Start of Text block

IEEE Citation Style Guide

📐 Citation Style⏱ 10 min read⚙️ Engineering & Computer Science

IEEE (Institute of Electrical and Electronics Engineers) is the standard citation style for electrical engineering, computer science, telecommunications, and related STEM disciplines. Like Vancouver, it uses numbered citations — but with square brackets instead of superscripts, and the reference list is numbered in citation order.

The Bracket Numbering System

Each source gets a bracketed number [1], [2], etc., assigned in the order it first appears in your text. The same number is reused every time you cite that source again. Your reference list at the end repeats those numbers in order.

// In your text:
Deep learning has transformed image recognition [1]. Convolutional neural networks [2] were originally proposed by LeCun et al. [3], and have since been applied to medical imaging [1], [4].

// Reference list:
[1] J. Smith, "Deep learning in medical imaging," IEEE Trans. Med. Imaging, vol. 41, no. 3, pp. 612–624, Mar. 2022.
[2] A. Patel and R. Kumar, "CNN architectures survey," in Proc. IEEE CVPR, 2021, pp. 1055–1064.
[3] Y. LeCun, L. Bottou, Y. Bengio, and P. Haffner, "Gradient-based learning applied to document recognition," Proc. IEEE, vol. 86, no. 11, pp. 2278–2324, Nov. 1998.
Key rule: IEEE uses [1], [2], [3]... — square brackets with no space before. Multiple citations in one place: [1], [2] or [1]–[3] for a range.

In-Text Citation Rules

Reference List Formats

IEEE has specific formats for each source type. Author first initials come before surnames (reversed from APA/Harvard), titles are in double quotation marks for articles and chapters, and publication names are abbreviated.

End of Text block
Start of Data provided

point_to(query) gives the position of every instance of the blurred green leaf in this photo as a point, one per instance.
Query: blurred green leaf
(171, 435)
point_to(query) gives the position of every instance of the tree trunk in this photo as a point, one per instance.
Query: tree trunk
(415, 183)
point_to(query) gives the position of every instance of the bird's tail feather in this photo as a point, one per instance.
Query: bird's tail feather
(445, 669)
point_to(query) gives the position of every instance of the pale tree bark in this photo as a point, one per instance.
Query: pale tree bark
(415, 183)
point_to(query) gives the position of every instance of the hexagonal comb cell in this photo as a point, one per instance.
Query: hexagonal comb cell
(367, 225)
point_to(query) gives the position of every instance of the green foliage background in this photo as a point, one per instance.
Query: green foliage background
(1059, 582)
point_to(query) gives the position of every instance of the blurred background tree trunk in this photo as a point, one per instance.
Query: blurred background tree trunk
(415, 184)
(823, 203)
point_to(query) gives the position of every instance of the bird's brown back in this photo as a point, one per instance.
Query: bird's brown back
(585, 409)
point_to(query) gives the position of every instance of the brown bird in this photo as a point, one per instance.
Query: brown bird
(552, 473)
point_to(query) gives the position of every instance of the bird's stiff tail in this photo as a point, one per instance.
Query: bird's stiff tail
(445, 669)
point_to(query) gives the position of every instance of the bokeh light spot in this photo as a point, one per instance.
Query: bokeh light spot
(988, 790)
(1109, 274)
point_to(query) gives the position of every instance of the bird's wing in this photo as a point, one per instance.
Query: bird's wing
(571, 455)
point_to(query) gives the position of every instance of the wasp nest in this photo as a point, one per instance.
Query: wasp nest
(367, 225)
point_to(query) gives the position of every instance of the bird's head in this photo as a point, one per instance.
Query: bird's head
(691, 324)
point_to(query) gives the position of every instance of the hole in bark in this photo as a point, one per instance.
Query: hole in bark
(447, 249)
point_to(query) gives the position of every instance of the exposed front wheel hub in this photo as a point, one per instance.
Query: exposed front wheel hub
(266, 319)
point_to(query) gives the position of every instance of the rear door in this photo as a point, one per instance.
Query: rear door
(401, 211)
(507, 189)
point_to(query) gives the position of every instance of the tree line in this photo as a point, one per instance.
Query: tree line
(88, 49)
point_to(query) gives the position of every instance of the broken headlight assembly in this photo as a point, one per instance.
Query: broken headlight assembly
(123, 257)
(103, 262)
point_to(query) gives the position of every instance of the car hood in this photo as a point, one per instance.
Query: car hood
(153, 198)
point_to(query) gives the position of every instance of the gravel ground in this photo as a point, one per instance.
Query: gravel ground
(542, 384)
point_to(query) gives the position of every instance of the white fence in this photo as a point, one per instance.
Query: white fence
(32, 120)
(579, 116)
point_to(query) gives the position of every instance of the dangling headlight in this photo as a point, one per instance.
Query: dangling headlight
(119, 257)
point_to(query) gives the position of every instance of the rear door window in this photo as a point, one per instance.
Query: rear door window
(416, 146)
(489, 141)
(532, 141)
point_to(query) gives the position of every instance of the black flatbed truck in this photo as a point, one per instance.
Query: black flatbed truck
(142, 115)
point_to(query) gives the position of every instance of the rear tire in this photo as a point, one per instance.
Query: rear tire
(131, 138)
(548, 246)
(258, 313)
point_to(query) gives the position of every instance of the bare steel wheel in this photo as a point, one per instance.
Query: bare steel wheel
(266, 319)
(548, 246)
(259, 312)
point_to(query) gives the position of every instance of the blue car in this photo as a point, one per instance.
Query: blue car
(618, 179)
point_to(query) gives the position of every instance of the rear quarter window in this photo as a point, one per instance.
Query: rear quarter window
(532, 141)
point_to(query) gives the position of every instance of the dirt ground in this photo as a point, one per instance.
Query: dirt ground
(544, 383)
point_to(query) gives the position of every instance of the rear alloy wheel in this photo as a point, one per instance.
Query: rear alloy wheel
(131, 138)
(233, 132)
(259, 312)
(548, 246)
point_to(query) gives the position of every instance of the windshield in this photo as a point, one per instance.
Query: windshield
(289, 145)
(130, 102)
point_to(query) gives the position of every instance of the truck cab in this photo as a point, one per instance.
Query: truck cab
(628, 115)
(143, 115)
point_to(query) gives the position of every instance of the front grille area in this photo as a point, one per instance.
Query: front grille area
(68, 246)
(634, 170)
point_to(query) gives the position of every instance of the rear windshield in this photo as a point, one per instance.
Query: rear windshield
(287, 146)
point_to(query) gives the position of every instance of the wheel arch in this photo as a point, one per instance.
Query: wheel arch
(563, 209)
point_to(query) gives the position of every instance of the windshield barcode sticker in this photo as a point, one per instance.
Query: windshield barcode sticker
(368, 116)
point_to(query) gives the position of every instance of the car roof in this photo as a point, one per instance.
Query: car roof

End of Data provided

What to work on
Please reproduce word for word the part of the IEEE citation guide that begins with the words containing "IEEE Citation Style" and ends with "in citation order.". The records are separate material and have no connection to the IEEE citation guide.

Result for this task
IEEE Citation Style Guide

📐 Citation Style⏱ 10 min read⚙️ Engineering & Computer Science

IEEE (Institute of Electrical and Electronics Engineers) is the standard citation style for electrical engineering, computer science, telecommunications, and related STEM disciplines. Like Vancouver, it uses numbered citations — but with square brackets instead of superscripts, and the reference list is numbered in citation order.